> _Written problem 1_:
Write out the entries from the line containing "rider's helmet -> mask for every instance" through the end of the entries, with both ends included.

Re: hybrid query (lucene + db)

Stephane Nicoll Fri, 02 May 2008 09:59:37 -0700

Hi,

Thanks for the response. The very first reason  we're using lucene is
because we're building a product that must support different database
(Oracle 10, Oracle 11 and Postgresql with spatial extensions).


I had a look to this project already but we cannot stick to one database vendor.

Cheers,
Stéphane

On Fri, May 2, 2008 at 6:55 PM, Marcelo Ochoa <[EMAIL PROTECTED]> wrote:
> Hi Stéphane:
>   If you are using Oracle Spatial I assume that you are using Oracle
>  too for storing text :)
>   Have you take a look at Oracle-Lucene integration project sponsored
>  by LendingClub.com?
>  http://docs.google.com/Doc?id=ddgw7sjp_54fgj9kg
>  
> http://sourceforge.net/project/showfiles.php?group_id=56183&package_id=255524&release_id=589900
>   Its a new domain index for Oracle using Lucene inside the Oracle JVM.
>   By doing that We can use Lucene as Oracle Text, but with many other
>  features, and using inline pagination We can get better perfomance
>  than latest 11g Text Counpound Domain Index.
>   If you are interested in this implementation simply drop me an email.
>   Best regards, Marcelo.

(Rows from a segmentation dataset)
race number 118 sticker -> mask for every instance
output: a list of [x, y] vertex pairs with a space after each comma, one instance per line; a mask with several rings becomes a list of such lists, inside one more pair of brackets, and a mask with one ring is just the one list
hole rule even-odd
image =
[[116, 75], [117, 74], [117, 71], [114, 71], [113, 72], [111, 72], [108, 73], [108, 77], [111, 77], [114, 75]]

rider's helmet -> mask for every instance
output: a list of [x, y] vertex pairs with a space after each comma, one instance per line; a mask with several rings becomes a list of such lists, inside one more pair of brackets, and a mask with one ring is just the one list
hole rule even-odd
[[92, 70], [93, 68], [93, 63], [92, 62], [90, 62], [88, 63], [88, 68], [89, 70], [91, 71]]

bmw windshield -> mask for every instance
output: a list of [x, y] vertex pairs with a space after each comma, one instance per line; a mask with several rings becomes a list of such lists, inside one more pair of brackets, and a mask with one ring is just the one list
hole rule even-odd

> _Written problem 2_:
Answer these questions about the Lucene thread, one per line:
(a) Which databases must the product in the first message support?
(b) Who sponsored the Oracle-Lucene integration project?
(c) Where does the new domain index run Lucene?

> _Written answer 1_:
rider's helmet -> mask for every instance
output: a list of [x, y] vertex pairs with a space after each comma, one instance per line; a mask with several rings becomes a list of such lists, inside one more pair of brackets, and a mask with one ring is just the one list
hole rule even-odd
[[92, 70], [93, 68], [93, 63], [92, 62], [90, 62], [88, 63], [88, 68], [89, 70], [91, 71]]

bmw windshield -> mask for every instance
output: a list of [x, y] vertex pairs with a space after each comma, one instance per line; a mask with several rings becomes a list of such lists, inside one more pair of brackets, and a mask with one ring is just the one list
hole rule even-odd

> _Written answer 2_:
(a) Oracle 10, Oracle 11 and Postgresql with spatial extensions
(b) LendingClub.com
(c) Inside the Oracle JVM